(Lines of data)
--- Begin ---

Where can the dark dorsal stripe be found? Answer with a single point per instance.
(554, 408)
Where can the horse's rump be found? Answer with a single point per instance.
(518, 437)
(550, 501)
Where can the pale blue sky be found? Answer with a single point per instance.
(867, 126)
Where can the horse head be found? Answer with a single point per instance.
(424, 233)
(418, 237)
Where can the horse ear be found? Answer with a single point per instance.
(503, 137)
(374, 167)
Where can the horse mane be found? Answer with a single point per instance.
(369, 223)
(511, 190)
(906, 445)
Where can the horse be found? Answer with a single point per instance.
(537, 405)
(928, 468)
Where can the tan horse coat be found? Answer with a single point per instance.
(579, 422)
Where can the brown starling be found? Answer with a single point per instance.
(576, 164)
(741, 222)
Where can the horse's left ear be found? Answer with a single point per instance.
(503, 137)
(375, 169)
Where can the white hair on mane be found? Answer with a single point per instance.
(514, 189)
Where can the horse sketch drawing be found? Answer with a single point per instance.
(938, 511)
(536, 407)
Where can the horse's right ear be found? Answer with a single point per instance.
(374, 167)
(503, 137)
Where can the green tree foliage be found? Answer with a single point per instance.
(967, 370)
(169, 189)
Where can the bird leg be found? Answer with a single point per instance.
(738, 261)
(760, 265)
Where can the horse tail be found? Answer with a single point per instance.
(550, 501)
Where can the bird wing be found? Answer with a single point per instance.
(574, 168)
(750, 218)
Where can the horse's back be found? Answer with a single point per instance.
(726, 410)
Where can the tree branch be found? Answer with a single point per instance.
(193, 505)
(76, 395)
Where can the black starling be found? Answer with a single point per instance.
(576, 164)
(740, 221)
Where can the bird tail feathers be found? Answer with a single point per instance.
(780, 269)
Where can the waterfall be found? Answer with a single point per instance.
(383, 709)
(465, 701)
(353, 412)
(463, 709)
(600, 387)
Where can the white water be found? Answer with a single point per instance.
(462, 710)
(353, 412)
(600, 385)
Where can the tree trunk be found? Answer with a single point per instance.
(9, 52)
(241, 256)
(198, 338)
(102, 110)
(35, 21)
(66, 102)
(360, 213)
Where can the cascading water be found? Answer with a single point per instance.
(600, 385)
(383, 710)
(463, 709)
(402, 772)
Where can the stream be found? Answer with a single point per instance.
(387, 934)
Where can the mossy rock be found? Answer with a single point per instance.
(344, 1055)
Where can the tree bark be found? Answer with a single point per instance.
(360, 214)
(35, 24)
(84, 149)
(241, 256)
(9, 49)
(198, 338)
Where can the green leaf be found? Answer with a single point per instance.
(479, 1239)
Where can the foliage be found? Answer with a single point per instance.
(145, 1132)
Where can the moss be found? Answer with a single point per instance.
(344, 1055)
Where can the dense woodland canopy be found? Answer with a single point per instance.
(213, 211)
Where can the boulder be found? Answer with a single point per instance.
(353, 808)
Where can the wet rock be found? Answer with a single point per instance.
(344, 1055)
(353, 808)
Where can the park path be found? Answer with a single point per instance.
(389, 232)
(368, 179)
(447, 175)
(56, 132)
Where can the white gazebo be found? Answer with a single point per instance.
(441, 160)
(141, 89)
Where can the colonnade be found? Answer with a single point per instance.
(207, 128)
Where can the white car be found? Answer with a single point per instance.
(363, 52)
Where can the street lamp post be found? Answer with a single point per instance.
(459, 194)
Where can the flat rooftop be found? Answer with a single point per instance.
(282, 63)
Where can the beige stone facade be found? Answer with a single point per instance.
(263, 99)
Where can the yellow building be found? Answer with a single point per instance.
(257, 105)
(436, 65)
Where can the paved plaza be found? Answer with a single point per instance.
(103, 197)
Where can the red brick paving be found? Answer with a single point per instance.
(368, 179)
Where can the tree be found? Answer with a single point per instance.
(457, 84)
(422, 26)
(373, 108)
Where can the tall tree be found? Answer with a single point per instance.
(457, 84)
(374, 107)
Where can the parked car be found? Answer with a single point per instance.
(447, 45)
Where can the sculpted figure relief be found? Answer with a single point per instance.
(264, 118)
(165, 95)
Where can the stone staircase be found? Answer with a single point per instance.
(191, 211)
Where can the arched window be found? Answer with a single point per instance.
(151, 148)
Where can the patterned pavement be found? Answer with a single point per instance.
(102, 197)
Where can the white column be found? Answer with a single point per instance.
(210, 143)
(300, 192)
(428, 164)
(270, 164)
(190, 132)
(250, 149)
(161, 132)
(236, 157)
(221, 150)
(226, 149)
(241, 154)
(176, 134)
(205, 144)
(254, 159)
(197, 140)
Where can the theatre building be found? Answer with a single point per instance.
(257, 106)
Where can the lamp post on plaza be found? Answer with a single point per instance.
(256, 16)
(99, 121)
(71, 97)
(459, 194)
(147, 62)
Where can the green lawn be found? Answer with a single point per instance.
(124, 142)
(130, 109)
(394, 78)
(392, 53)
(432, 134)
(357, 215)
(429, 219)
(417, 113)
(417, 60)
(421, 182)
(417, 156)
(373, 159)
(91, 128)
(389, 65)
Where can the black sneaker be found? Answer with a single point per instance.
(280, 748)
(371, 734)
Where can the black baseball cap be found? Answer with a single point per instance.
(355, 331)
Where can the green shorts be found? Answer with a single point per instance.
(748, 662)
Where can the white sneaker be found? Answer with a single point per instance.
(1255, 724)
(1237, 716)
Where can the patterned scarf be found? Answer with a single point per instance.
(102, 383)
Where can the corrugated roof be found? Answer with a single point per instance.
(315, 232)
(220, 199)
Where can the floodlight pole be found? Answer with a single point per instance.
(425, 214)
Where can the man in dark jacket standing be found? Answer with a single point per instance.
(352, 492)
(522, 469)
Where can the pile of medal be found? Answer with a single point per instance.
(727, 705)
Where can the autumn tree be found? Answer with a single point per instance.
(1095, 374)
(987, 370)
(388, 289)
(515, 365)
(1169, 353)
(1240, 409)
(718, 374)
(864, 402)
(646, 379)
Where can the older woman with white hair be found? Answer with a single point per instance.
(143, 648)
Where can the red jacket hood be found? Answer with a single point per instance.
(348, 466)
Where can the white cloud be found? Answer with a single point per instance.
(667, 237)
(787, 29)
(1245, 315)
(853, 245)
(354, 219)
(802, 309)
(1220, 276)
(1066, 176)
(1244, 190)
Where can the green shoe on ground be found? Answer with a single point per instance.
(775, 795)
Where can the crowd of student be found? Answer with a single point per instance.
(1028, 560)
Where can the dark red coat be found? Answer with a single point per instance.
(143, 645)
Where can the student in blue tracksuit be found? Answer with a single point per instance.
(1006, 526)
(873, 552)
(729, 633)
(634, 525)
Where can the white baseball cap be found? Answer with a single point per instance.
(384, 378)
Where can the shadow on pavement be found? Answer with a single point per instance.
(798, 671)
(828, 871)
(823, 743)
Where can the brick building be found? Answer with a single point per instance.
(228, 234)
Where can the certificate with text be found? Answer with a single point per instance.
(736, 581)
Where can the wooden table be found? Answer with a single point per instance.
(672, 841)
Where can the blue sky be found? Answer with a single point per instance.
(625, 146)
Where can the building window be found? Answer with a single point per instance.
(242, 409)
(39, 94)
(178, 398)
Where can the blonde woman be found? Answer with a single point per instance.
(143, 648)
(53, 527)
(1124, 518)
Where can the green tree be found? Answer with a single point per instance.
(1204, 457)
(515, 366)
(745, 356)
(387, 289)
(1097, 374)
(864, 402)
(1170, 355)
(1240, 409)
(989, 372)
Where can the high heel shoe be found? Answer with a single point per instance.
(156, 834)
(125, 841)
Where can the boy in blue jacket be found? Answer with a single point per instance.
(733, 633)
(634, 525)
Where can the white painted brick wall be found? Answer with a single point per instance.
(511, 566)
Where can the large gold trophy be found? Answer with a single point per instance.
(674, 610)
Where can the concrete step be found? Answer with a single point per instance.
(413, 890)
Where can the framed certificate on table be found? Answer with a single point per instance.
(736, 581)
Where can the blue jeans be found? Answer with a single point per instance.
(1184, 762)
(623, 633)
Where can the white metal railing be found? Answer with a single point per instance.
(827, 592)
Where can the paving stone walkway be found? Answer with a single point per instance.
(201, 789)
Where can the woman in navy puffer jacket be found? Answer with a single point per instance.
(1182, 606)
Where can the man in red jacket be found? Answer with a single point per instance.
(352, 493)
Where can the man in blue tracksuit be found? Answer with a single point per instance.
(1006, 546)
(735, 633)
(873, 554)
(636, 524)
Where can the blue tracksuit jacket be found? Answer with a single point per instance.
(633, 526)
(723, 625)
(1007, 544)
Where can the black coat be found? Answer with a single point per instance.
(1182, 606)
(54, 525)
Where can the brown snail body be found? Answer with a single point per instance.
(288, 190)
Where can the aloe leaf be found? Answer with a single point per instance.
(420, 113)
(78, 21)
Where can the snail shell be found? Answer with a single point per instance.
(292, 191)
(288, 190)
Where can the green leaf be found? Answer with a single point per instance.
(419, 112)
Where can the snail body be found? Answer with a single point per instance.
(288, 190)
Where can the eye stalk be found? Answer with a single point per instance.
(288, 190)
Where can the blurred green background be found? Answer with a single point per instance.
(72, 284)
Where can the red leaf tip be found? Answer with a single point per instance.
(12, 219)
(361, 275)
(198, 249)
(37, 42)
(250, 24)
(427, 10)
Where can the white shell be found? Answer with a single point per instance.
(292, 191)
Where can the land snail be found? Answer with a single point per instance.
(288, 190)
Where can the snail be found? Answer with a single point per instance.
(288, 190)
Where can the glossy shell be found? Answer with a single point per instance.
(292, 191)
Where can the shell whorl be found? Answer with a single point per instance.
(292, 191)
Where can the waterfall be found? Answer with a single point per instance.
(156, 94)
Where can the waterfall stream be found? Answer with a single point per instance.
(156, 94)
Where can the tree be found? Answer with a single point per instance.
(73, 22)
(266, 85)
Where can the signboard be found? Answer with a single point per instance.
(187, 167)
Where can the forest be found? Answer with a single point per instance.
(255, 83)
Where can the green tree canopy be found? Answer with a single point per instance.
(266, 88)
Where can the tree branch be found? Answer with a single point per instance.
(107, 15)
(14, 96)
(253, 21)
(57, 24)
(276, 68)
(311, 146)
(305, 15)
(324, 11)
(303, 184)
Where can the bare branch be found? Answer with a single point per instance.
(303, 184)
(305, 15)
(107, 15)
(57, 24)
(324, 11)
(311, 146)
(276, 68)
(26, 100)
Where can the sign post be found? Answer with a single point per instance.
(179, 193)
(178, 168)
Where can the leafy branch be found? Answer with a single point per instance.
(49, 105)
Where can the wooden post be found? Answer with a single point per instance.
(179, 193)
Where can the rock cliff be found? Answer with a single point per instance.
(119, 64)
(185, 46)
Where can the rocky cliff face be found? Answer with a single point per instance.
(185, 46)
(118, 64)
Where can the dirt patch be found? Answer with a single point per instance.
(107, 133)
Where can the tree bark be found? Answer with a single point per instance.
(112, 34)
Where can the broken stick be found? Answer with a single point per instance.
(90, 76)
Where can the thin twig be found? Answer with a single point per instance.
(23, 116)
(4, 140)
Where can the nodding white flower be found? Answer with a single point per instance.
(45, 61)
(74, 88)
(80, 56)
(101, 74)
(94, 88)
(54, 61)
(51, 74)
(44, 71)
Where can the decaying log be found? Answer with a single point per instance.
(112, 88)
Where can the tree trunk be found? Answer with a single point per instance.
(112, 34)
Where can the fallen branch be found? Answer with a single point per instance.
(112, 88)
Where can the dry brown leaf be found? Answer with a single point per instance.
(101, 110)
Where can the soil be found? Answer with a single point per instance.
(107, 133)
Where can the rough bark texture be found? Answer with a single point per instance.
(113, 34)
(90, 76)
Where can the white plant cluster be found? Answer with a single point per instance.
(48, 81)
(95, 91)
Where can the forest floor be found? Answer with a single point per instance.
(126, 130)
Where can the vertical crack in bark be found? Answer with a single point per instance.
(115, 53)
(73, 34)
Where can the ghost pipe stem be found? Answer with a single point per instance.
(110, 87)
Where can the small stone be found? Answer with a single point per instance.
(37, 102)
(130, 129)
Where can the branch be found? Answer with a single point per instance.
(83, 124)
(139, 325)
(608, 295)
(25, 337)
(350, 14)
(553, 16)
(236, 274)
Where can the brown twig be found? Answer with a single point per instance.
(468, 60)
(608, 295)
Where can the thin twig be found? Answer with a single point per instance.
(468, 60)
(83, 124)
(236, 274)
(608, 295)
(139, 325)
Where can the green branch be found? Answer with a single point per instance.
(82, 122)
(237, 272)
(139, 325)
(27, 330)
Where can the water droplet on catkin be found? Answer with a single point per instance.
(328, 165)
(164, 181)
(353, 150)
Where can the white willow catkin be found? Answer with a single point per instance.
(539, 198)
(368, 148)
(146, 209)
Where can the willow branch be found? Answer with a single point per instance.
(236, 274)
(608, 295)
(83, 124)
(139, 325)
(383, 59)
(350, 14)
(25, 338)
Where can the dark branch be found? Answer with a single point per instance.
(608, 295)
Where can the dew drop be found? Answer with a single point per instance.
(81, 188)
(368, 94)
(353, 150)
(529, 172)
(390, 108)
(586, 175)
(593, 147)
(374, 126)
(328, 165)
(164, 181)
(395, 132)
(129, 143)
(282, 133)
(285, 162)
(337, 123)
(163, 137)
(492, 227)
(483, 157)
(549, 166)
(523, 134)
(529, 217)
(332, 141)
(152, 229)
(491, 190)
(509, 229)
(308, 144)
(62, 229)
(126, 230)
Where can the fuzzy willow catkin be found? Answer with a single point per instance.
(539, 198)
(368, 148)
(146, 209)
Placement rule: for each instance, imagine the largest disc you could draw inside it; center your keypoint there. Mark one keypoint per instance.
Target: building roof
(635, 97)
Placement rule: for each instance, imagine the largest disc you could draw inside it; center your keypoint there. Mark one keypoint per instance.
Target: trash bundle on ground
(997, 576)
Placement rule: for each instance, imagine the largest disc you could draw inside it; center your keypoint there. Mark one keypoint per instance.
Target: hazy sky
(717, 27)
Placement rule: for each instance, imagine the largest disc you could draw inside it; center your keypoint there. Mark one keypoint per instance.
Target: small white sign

--- End ---

## EXERCISE PROMPT
With both ends included, please retype exactly the lines from the line containing "Where can the branch" to the final line of the data.

## FULL ANSWER
Where can the branch be found? Answer with a single point per instance.
(83, 124)
(139, 325)
(608, 295)
(25, 337)
(350, 14)
(553, 16)
(236, 274)
Where can the brown twig be found? Answer with a single point per instance.
(468, 60)
(608, 295)
Where can the thin twig be found? Answer with a single point per instance.
(468, 60)
(83, 124)
(236, 274)
(608, 295)
(139, 325)
Where can the green branch be found? Answer with a single point per instance.
(82, 122)
(237, 272)
(139, 325)
(27, 330)
Where can the water droplet on catkin be found? Answer with a single point per instance.
(328, 165)
(164, 181)
(353, 150)
Where can the white willow catkin be found? Answer with a single point per instance.
(539, 198)
(368, 148)
(146, 209)
Where can the willow branch be found? Answer with a single point per instance.
(236, 274)
(608, 295)
(83, 124)
(139, 325)
(383, 59)
(350, 14)
(25, 338)
Where can the dark branch be found? Answer with a single point per instance.
(608, 295)
Where can the dew drop be found? Answer with a single point per instance.
(81, 188)
(368, 94)
(353, 150)
(529, 172)
(390, 108)
(586, 175)
(593, 147)
(374, 126)
(328, 165)
(164, 181)
(395, 132)
(129, 143)
(282, 133)
(285, 162)
(337, 123)
(163, 137)
(492, 227)
(483, 157)
(549, 166)
(523, 134)
(529, 217)
(332, 141)
(152, 229)
(491, 190)
(509, 229)
(308, 144)
(62, 229)
(126, 230)
Where can the fuzzy willow catkin be found? Answer with a single point per instance.
(539, 198)
(368, 148)
(146, 209)
Placement rule: for each instance, imagine the largest disc you could draw inside it; center your keypoint there. Mark one keypoint per instance.
Target: building roof
(635, 97)
Placement rule: for each instance, imagine the largest disc you could draw inside it; center your keypoint there. Mark one keypoint per instance.
Target: trash bundle on ground
(997, 576)
Placement rule: for each instance, imagine the largest disc you could draw inside it; center your keypoint there. Mark one keypoint per instance.
Target: hazy sky
(717, 27)
Placement rule: for each instance, imagine the largest disc you could draw inside it; center your keypoint there. Mark one keypoint per instance.
Target: small white sign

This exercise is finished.